Records from a data source
┌──
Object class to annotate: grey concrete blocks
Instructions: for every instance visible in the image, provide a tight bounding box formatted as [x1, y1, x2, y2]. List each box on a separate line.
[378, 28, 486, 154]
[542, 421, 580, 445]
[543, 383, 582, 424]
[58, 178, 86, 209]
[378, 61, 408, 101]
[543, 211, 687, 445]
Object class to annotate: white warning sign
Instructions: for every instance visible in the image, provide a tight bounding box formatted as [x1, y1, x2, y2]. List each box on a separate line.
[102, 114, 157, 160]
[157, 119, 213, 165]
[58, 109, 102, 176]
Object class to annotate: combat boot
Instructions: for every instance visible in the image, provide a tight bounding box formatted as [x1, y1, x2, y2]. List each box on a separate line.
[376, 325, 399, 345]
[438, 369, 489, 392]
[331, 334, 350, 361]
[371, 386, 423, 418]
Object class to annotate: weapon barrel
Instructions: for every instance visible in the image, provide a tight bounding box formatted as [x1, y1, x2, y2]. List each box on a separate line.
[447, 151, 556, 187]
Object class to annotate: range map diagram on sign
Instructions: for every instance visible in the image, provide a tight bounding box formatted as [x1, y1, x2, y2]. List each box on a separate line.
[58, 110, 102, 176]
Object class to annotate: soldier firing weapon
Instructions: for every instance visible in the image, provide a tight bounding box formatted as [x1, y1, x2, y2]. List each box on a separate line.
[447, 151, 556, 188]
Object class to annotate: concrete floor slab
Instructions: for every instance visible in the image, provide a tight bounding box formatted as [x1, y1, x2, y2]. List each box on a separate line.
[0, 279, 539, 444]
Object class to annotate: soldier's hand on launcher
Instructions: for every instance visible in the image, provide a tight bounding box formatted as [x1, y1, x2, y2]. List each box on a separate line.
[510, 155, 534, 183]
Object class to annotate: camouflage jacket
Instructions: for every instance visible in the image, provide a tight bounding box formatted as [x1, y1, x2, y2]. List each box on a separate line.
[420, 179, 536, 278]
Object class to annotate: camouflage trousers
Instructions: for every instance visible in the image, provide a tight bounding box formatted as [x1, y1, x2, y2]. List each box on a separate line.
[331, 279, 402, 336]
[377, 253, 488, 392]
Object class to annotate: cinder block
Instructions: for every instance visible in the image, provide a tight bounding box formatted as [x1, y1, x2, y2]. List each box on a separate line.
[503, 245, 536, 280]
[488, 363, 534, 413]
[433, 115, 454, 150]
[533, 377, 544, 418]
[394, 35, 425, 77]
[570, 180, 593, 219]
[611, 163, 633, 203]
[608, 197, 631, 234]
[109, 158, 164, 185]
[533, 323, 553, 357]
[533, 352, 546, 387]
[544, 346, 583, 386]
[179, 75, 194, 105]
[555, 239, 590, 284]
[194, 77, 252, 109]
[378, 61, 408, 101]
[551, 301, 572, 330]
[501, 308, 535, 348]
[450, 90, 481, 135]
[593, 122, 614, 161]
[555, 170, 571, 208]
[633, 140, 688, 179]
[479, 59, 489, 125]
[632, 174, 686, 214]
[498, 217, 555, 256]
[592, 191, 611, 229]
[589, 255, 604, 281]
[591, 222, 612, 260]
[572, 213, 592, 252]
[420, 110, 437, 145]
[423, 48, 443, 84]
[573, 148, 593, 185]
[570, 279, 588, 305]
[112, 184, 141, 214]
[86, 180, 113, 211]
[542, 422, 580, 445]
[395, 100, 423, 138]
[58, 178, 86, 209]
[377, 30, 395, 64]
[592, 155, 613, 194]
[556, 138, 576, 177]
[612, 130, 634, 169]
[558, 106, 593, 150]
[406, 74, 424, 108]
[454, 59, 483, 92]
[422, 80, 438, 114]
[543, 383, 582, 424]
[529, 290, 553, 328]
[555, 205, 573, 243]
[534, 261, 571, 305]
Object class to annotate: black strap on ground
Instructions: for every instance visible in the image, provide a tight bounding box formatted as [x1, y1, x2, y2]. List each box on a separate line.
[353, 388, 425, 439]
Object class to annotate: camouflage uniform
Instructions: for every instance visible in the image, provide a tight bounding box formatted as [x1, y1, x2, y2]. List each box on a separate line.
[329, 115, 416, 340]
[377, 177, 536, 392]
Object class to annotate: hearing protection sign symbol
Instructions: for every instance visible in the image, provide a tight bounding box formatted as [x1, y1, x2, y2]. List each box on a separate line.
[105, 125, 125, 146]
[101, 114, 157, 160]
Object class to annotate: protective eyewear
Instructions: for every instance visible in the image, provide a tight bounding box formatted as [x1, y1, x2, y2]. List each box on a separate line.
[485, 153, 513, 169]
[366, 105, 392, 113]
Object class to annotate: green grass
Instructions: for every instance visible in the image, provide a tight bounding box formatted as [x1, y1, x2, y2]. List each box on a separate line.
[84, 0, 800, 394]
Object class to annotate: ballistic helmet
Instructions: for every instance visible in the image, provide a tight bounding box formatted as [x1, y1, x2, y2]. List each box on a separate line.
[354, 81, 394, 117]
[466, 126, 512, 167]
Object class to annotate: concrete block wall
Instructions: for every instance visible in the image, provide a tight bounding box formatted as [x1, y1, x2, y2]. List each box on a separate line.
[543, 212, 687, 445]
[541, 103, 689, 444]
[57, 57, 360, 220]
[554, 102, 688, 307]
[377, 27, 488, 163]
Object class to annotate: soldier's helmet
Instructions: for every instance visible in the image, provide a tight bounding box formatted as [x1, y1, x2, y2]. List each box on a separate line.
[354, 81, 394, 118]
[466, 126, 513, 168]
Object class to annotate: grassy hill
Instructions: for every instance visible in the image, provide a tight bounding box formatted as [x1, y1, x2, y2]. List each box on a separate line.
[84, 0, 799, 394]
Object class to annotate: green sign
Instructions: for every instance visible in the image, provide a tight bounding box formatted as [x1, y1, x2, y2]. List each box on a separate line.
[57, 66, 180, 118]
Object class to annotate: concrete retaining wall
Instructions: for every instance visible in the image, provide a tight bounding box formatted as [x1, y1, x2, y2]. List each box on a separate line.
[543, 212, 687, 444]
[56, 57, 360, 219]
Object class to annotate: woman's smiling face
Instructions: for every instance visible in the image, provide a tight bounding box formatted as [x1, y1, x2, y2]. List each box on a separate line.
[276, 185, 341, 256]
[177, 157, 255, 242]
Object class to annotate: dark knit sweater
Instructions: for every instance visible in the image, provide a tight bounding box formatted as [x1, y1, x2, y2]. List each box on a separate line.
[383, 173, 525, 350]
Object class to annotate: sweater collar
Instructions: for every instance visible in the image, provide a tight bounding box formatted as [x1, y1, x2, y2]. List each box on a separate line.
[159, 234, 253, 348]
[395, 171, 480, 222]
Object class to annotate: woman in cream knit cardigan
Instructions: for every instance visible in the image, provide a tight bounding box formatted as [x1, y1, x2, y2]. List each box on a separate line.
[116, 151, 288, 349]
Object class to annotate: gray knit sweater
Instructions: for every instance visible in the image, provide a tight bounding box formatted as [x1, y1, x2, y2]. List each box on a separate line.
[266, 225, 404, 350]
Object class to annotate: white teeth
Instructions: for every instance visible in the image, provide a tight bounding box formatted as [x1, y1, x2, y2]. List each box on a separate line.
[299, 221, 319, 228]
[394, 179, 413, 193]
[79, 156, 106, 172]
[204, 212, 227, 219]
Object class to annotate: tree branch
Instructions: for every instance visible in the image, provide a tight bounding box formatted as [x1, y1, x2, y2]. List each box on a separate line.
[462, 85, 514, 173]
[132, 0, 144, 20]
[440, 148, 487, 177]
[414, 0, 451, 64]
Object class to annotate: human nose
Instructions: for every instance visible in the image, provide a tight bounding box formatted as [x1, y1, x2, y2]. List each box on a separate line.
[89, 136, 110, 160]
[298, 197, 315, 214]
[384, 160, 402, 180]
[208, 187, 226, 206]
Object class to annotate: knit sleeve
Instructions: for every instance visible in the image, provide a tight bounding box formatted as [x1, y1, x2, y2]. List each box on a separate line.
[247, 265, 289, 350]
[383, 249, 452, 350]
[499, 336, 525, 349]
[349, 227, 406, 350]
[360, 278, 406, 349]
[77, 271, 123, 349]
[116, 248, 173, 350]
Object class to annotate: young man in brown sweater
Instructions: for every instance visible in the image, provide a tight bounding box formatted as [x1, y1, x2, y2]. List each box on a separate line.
└──
EXERCISE REQUIREMENTS:
Search the data for "sign". Copy each line that has it.

FINAL ANSWER:
Object class to annotate: white warning sign
Object class to annotate: range map diagram on sign
Object class to annotate: hearing protection sign symbol
Object class to annotate: green sign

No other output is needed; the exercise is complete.